Repeat exactly the part of the interview with the clinical project manager that opens with the words containing "Which part of" and closes with "make it successful.".

§ Passage shown:
<<<<
We would like to get you all acquainted with our Clinical Project Manager. An interview where we talk about her expertise, how a normal workday looks like and which trends she observes in the MedTech-world. Ending the interview with valuable advice for everyone in the MedTech world!
Let's start with a small introduction, could you tell me something about yourself?
My name is Rachel Derksen. My background is Biomedical Chemistry, with clinical chemistry as specialty. I started working as a CPM in 1998 for a very small Dutch pacemaker company called Vitratron. After two years we were taken over by Medtronic where I continued in my role as Global CPM. After 10 years being with this company, and being a mother of three children, I decided to work as a freelancer. The flexibility in this role enabled me to combine my work and personal life.
As a clinical project manager, I am responsible for the design, execution and completion of a clinical study. A study that has to comply to the international guidelines of the ISO14155 GCP, fits within budgets and their time schedules. Execution of a study requires team-efforts from all disciplines within clinical investigation and I believe that only together we can make a study successful.
As freelancer, I have fulfilled many different roles in both the pharmaceutical industry as well as the medical device industry, in all kinds of areas, and different phases of a clinical trial both at the office and in the field.
Which part of your job do you prefer the most?
What I like about my job is to be part of the big picture in which people or companies strive for a better quality of life for human kind. The idea behind some products is sometimes so fascinating that I occasionally wonder where the limit is. This dynamic environment makes it interesting and valuable for me to be part of it, and of course the synergy required among all stakeholders to make it successful.
What does a normal workday looks like as a consultant?
>>>>
§ Information provided:
<<<<
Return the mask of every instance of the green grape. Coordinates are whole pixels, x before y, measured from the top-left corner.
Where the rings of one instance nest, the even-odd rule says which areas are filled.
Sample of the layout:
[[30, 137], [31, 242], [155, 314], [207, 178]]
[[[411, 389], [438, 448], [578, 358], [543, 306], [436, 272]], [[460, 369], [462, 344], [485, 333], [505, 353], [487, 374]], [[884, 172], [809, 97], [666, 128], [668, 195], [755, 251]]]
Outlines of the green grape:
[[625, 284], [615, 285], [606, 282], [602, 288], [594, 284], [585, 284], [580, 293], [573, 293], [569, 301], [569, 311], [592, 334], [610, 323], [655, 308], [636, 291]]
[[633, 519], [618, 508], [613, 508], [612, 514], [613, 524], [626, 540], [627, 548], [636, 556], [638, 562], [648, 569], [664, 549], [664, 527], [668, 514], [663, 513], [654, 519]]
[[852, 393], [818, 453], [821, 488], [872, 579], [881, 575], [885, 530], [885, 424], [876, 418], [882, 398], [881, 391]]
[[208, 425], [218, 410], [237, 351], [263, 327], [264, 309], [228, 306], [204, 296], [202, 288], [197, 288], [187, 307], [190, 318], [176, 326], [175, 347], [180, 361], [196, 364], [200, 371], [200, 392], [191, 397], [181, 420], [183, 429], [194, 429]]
>>>>
§ Expected answer:
Which part of your job do you prefer the most?
What I like about my job is to be part of the big picture in which people or companies strive for a better quality of life for human kind. The idea behind some products is sometimes so fascinating that I occasionally wonder where the limit is. This dynamic environment makes it interesting and valuable for me to be part of it, and of course the synergy required among all stakeholders to make it successful.